Supplied data |
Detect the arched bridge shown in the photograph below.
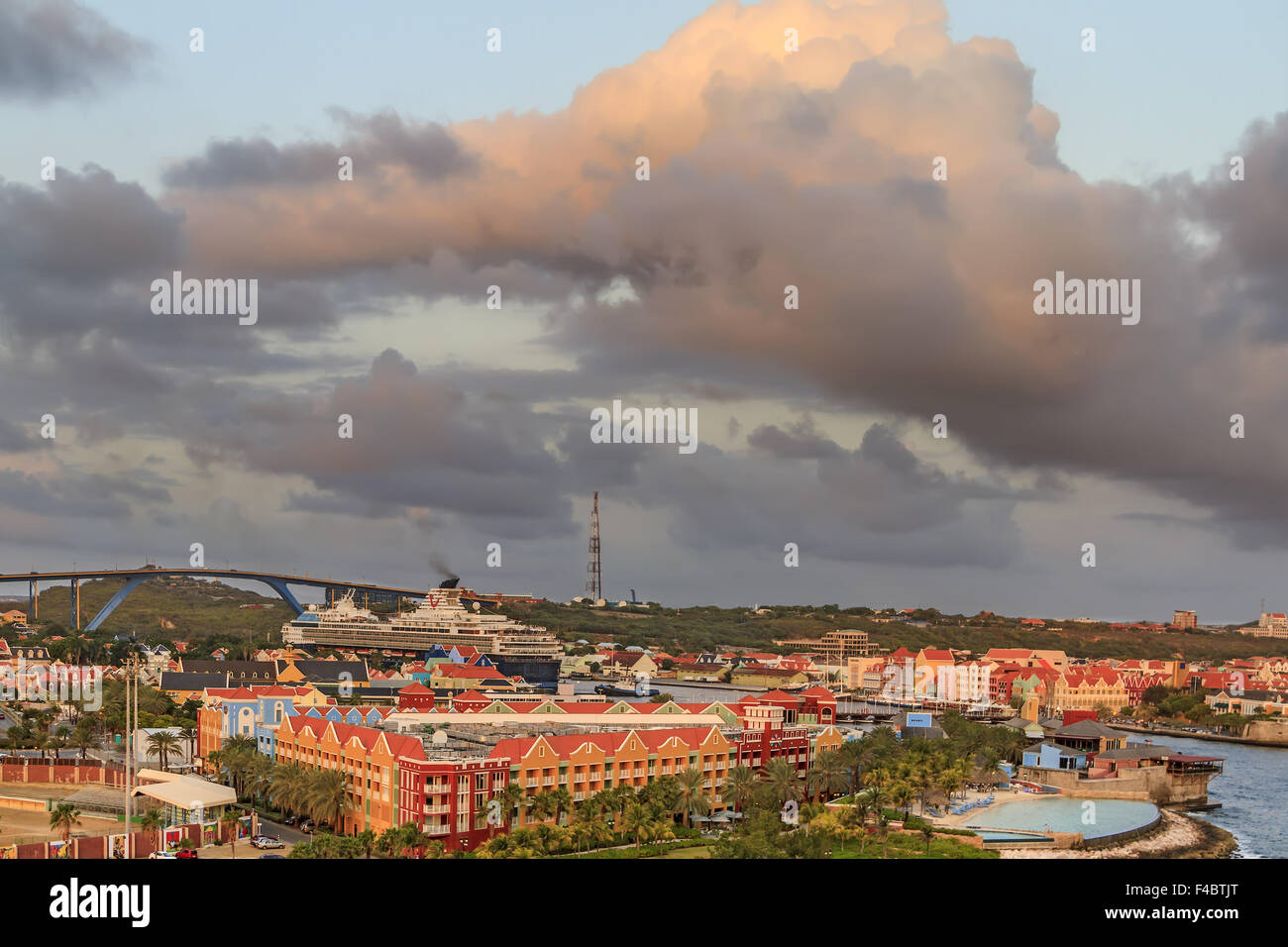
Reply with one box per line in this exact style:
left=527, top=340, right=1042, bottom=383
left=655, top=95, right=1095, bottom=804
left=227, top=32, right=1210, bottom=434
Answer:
left=0, top=565, right=426, bottom=631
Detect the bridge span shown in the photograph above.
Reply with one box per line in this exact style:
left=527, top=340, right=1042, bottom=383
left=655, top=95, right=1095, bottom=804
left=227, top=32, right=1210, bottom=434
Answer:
left=0, top=565, right=426, bottom=631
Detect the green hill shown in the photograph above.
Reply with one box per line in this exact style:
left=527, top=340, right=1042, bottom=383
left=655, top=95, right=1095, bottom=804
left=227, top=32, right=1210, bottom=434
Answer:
left=2, top=576, right=292, bottom=642
left=505, top=601, right=1284, bottom=661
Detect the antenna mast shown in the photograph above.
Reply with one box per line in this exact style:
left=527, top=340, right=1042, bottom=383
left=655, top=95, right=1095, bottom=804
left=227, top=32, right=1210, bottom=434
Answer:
left=587, top=489, right=604, bottom=601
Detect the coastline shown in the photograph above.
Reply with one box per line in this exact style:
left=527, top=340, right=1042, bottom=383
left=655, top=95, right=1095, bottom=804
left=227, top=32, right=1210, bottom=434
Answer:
left=1001, top=809, right=1239, bottom=858
left=1105, top=723, right=1288, bottom=750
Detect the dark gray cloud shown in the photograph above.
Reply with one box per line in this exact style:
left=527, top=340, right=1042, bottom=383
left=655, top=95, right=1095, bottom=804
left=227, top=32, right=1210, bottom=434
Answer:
left=0, top=468, right=170, bottom=520
left=162, top=110, right=474, bottom=189
left=0, top=0, right=151, bottom=102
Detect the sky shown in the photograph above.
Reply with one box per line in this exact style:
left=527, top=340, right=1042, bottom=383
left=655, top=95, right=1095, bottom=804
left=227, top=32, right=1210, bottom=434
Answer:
left=0, top=0, right=1288, bottom=624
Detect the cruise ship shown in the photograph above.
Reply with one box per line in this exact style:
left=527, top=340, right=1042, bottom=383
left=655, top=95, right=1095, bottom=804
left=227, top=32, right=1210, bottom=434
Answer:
left=282, top=579, right=563, bottom=672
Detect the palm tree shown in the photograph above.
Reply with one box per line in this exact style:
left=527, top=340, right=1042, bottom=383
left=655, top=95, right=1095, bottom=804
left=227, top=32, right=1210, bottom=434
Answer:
left=267, top=751, right=309, bottom=815
left=765, top=758, right=803, bottom=805
left=675, top=767, right=711, bottom=828
left=353, top=828, right=376, bottom=858
left=49, top=802, right=80, bottom=845
left=890, top=783, right=917, bottom=818
left=546, top=786, right=574, bottom=824
left=501, top=783, right=524, bottom=826
left=805, top=750, right=850, bottom=800
left=179, top=724, right=197, bottom=760
left=722, top=767, right=756, bottom=811
left=219, top=805, right=239, bottom=858
left=149, top=730, right=179, bottom=771
left=850, top=796, right=872, bottom=856
left=304, top=770, right=349, bottom=835
left=622, top=802, right=654, bottom=854
left=139, top=809, right=164, bottom=852
left=72, top=716, right=99, bottom=759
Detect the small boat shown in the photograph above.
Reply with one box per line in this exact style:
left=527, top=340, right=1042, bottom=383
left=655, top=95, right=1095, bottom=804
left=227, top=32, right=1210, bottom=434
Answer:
left=595, top=684, right=662, bottom=697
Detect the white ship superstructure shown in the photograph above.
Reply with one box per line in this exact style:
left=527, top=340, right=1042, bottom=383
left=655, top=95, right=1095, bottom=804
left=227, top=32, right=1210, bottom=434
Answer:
left=282, top=587, right=563, bottom=659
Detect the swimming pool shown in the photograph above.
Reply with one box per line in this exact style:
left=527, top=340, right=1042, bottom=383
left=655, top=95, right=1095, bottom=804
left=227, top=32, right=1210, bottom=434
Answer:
left=962, top=796, right=1158, bottom=841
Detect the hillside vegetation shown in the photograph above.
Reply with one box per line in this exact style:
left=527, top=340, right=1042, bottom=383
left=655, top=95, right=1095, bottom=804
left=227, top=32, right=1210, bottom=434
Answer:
left=5, top=576, right=1284, bottom=661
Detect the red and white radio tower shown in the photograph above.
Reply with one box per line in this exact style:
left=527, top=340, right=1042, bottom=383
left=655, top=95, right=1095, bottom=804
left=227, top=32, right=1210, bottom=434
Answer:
left=587, top=489, right=604, bottom=601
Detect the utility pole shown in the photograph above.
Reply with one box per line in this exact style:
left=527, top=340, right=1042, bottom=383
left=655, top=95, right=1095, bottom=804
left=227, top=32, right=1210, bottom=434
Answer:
left=125, top=652, right=139, bottom=858
left=587, top=489, right=604, bottom=604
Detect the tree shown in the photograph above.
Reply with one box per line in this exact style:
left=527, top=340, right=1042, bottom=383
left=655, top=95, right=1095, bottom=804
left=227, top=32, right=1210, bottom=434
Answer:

Objective | Count the lines in the entries above that contain the string "ship", treating uppercase and lowercase letters as different. Reply with only the number.

Exercise result | 2